--- FRAGMENTO DE LA PÁGINA ---
((

# interfaz con puerto USB



## bloodsudaca (Jul 20, 2010)

Alguien m puede recomendar un libro, una pagina o un metodo en programación para el manejo del puerto USB, tal cual como se maneja el paralelo o el serial.
Gracias


----------



## ByAxel (Jul 20, 2010)

El control de este puerto no es tan sencillo pero vale la pena;
en el foro ya hay este tema en discusión.
https://www.forosdeelectronica.com/f24/control-dispositivos-traves-modulo-usb-pic18f2550-17458/


----------



## bloodsudaca (Jul 20, 2010)

y necesariamente se tiene que hacer con PIC?
no existe un conversor directo a paralelo o algo así?


----------



## ByAxel (Jul 20, 2010)

En el mercado si los hay ya echos, pero hacer uno en cierto modo no conviene ya que te cuesta más caro que comprar solo el adaptador.











También, no es necesario hacerlo con un PIC, ya que si hay chips (como el FT232BM) o micro-controladores que integren un módulo USB, se puede hacer.


----------



## bloodsudaca (Jul 20, 2010)

pues es que realicé un proyecto con paralelo y lo quiero pasar a USB, cual será la mejor manera sin tener que modificar demasiado el codigo que tengo en c #


----------



## Moyano Jonathan (Jul 22, 2010)

))

--- CONJUNTO DE DATOS ---
((

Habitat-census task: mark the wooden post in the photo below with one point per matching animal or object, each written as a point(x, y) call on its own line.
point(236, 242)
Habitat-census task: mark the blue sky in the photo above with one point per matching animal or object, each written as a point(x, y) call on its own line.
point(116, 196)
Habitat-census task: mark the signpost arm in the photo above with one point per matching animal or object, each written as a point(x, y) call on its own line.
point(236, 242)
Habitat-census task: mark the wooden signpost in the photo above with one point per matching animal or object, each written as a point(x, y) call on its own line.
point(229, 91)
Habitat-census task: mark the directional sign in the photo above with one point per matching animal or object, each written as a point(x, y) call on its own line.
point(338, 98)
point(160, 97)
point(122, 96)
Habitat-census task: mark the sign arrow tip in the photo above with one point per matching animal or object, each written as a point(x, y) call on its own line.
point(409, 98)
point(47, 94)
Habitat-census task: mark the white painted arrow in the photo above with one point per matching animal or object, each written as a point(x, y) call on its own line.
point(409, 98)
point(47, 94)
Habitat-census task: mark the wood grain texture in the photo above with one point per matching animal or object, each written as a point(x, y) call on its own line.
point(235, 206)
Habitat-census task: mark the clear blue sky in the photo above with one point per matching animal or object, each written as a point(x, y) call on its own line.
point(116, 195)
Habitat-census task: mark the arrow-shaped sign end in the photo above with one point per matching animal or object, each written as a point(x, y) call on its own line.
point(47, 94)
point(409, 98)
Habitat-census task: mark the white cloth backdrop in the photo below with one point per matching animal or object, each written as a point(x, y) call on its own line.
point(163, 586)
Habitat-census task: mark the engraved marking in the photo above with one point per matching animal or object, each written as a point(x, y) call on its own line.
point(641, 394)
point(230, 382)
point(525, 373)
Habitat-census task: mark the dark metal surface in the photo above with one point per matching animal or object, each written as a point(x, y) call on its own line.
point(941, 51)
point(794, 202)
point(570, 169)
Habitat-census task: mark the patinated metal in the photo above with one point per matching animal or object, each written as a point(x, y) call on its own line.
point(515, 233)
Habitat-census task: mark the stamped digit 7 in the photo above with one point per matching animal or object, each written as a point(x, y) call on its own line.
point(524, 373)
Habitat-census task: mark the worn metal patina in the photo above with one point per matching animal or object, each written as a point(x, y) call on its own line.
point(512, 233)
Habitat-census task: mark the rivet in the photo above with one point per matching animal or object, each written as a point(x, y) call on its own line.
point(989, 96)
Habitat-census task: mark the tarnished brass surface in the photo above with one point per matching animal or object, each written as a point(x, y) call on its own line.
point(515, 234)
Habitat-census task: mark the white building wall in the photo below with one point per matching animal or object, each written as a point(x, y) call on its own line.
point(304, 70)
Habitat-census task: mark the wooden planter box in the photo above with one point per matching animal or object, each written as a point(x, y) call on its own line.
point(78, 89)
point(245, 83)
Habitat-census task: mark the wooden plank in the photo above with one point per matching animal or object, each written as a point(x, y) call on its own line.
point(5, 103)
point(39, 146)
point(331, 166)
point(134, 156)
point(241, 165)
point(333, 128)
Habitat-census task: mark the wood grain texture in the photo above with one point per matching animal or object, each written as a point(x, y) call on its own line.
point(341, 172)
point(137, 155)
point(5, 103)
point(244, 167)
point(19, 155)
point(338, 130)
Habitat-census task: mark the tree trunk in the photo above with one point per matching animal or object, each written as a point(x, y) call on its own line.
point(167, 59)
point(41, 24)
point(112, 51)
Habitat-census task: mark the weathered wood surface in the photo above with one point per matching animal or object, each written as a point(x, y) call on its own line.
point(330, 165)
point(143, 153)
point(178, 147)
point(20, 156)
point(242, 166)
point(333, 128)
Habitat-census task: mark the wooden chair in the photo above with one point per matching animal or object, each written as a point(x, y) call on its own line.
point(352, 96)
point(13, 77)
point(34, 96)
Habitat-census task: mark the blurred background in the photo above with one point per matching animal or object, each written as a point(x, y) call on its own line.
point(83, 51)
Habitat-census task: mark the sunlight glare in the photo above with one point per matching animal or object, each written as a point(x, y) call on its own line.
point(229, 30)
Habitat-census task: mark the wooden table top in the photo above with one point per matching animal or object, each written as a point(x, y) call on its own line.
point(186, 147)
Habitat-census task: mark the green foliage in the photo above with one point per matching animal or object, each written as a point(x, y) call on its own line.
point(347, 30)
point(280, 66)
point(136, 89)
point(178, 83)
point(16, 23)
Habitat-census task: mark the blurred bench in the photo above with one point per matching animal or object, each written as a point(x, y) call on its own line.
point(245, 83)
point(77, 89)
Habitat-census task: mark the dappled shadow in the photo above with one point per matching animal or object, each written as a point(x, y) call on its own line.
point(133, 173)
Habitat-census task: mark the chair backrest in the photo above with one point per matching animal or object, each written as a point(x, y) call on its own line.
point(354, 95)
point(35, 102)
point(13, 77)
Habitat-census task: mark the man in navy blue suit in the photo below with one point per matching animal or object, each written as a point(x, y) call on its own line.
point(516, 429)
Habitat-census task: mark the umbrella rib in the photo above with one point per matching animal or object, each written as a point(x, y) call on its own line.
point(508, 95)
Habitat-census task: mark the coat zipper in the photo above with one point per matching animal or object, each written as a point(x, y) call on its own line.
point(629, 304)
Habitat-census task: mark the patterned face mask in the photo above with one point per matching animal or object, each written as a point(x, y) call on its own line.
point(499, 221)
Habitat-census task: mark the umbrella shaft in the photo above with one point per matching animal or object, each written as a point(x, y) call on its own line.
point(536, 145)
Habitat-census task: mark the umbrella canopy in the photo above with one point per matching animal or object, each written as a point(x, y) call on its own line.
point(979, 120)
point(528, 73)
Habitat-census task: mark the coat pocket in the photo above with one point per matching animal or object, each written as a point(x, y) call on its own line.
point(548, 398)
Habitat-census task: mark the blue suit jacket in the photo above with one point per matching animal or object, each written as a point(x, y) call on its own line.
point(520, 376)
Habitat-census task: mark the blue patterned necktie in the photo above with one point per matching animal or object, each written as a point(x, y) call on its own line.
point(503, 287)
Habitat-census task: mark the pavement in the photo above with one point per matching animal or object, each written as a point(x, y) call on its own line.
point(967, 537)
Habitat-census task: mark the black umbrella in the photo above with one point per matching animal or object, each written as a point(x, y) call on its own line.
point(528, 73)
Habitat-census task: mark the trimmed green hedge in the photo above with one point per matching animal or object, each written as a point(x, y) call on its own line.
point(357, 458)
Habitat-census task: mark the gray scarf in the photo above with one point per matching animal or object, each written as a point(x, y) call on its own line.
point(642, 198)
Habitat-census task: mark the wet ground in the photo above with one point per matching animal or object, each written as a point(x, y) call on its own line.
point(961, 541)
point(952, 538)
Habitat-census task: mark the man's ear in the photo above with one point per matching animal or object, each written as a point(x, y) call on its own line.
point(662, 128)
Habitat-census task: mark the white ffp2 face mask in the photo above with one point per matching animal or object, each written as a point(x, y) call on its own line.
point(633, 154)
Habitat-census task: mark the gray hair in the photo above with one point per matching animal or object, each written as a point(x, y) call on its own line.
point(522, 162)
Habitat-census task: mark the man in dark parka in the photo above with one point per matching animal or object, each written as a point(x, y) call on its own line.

))

--- QUÉ HARÁS ---
Prosigue el hilo sobre el puerto USB a partir de su última línea. Las entradas no tienen ninguna relación con el hilo sobre el puerto USB.

--- RESULTADO DEL EJERCICIO ---
Y lo que pasa es que quieras o no el código para el control del puerto USB no es para nada similar al control por el puerto paralelo ....ya que en el segundo la transferencia de datos se hace de forma directa con el hardware...en cambio en el puerto USB hay que comunicarse con el handler o manejador del dispositivo para que este este atento a paquetes de datos que provengan del dispositivo asi como tambien a los paquetes de datos que salen ...etc. La forma más facil de comunicarte con un dispositivo por USB que no sea por el adaptador es el chip FT232 o similares o un microcontrolador.
Saludos !!


----------



## Meta (Jul 22, 2010)

Acaba de publicar el manual sobre le puerto paralelo LPT con Visual Studio Express que puedes ver aquí. Moyano poco a poco lo está haciendo en PDF con el USB, le queda genial. Paso a paso se consigue, he hecho el puerto serie y paralelo. mientras él lo hace en USB, todavía me centro en Linux que mucha gente lo quieren para sus proyectos.

Ver visor.

Saludo.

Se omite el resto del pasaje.